Task objective - The answer is a number and only a number: how many lines of the data include the string "above"?

*** Begin section ***

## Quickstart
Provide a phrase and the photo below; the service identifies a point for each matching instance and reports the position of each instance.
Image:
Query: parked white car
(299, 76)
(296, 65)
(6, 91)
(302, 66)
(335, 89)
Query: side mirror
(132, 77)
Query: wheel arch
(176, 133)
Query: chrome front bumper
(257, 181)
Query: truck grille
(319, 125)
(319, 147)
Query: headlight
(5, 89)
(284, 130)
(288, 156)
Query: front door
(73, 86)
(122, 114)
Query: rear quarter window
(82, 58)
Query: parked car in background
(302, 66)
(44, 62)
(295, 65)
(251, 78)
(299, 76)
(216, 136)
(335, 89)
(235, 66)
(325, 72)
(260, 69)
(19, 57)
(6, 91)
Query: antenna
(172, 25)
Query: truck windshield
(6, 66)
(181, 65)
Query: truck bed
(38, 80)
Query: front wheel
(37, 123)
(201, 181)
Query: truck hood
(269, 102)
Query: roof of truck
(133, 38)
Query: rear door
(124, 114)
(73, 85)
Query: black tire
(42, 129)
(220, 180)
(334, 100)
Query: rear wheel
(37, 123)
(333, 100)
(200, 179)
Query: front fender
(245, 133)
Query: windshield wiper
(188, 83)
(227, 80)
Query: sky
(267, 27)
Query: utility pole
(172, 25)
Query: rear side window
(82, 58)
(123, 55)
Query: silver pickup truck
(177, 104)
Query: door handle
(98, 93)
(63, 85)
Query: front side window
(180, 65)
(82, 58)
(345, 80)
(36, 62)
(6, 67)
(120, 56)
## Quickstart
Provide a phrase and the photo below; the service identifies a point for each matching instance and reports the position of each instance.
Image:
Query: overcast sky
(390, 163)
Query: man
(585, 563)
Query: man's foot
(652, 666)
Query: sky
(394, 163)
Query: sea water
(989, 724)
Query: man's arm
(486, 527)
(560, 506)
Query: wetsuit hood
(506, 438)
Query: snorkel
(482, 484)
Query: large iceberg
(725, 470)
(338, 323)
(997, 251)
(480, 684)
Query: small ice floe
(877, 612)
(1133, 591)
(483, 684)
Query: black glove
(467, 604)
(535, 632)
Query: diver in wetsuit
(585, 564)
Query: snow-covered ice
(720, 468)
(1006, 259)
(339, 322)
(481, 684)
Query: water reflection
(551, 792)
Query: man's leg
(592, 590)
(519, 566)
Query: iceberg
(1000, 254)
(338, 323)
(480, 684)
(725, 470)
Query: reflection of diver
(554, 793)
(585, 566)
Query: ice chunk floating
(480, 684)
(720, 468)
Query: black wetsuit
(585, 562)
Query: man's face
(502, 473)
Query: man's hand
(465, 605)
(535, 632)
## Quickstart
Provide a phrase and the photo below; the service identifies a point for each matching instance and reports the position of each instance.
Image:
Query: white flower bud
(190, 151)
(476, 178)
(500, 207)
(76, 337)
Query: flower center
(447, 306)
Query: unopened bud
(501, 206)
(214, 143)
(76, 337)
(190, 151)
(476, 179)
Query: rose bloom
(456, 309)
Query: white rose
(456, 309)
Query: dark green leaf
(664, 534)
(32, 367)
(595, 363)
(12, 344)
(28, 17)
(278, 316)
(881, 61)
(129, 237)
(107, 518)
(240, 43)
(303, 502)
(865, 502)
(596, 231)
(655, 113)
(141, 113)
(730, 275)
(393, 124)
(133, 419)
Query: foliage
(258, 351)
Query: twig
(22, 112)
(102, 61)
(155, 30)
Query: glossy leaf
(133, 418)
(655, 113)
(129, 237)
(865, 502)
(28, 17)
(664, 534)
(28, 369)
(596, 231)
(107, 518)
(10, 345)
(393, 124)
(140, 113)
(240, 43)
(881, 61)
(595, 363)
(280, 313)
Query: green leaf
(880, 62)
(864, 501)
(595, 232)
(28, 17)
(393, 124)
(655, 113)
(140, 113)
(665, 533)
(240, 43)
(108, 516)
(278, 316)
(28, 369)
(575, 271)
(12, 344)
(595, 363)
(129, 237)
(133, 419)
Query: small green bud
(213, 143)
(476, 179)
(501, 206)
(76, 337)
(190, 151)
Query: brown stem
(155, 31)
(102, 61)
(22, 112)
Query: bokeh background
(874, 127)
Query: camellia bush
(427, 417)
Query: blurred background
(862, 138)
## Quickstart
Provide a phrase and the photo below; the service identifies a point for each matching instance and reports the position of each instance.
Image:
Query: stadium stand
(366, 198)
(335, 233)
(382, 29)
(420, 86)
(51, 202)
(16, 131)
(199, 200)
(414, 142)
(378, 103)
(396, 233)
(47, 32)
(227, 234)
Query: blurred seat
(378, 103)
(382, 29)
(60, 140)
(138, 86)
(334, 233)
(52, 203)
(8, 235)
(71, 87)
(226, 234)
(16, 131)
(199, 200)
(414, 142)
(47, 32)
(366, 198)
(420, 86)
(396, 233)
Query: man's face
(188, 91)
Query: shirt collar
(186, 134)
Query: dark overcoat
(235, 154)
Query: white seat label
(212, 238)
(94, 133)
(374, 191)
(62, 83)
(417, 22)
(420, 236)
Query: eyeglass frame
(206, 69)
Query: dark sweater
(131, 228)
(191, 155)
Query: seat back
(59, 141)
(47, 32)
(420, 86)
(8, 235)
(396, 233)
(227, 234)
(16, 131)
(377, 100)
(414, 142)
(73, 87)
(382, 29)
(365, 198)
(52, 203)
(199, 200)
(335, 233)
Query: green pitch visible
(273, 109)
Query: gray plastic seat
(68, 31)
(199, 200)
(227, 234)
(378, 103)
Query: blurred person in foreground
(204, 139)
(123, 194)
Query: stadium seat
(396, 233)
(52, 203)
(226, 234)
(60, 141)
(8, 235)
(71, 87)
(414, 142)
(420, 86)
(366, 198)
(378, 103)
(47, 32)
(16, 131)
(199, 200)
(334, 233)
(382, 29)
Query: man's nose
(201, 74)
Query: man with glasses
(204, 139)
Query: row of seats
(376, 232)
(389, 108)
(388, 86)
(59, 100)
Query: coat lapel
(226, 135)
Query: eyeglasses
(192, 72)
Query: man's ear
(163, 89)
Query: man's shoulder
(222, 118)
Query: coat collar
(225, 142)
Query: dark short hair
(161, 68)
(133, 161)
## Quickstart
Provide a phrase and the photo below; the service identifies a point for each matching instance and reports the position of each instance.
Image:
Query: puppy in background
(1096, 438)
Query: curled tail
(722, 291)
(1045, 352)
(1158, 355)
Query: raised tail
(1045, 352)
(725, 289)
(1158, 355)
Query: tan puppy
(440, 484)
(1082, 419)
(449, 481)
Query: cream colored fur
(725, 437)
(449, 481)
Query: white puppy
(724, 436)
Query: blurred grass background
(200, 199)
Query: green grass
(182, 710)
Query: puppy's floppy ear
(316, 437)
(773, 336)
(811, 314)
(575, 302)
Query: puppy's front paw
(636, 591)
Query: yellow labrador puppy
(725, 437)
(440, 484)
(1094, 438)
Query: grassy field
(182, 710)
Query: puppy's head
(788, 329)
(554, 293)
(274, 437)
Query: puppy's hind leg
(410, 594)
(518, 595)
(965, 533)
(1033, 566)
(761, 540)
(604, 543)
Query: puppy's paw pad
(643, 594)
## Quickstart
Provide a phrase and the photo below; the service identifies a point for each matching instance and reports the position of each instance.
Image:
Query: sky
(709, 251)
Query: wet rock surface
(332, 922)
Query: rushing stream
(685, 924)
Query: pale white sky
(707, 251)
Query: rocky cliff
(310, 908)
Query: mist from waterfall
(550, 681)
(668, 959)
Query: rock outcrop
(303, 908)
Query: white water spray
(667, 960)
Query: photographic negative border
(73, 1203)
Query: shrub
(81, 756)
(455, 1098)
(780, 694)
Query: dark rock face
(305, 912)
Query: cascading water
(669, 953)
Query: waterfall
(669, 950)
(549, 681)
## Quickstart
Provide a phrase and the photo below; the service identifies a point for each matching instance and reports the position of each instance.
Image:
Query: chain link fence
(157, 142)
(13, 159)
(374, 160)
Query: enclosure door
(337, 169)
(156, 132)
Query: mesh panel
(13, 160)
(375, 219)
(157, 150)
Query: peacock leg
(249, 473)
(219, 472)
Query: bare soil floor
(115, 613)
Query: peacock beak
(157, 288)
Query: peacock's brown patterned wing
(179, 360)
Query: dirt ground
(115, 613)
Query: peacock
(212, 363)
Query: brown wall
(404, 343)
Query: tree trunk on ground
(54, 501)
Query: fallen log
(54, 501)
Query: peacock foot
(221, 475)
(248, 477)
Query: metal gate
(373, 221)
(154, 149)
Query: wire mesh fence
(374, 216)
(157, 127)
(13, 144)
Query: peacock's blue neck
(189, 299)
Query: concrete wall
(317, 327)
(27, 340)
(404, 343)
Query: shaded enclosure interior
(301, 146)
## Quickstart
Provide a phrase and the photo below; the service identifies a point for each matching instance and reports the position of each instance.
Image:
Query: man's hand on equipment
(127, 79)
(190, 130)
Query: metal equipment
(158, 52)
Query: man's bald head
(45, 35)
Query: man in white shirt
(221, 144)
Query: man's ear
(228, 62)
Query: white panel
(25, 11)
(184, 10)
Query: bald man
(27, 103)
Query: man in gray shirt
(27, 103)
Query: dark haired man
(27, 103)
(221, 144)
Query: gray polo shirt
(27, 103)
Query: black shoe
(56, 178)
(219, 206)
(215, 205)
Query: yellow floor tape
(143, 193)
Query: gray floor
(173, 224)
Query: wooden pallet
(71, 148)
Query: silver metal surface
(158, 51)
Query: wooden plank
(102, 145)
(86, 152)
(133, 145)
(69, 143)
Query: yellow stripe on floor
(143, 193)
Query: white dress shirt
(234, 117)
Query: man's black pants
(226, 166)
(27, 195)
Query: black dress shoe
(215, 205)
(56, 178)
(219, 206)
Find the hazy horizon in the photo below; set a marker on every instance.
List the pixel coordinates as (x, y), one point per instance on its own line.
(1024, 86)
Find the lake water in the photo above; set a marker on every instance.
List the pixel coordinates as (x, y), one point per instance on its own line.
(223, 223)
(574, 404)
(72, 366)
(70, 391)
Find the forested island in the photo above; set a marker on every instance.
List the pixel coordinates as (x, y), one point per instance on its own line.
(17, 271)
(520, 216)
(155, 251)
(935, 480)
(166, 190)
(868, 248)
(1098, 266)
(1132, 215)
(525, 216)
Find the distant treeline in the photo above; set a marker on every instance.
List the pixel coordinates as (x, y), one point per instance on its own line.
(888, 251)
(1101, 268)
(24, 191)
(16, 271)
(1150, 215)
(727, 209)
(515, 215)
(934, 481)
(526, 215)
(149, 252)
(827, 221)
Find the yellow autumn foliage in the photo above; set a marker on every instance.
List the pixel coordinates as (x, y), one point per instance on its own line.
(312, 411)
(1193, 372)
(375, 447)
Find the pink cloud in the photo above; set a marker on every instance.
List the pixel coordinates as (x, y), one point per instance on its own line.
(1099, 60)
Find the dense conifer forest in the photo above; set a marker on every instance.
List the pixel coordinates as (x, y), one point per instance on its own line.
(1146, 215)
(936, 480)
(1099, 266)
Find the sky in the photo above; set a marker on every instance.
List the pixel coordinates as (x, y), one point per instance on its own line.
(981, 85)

*** End section ***

Result for this task - 7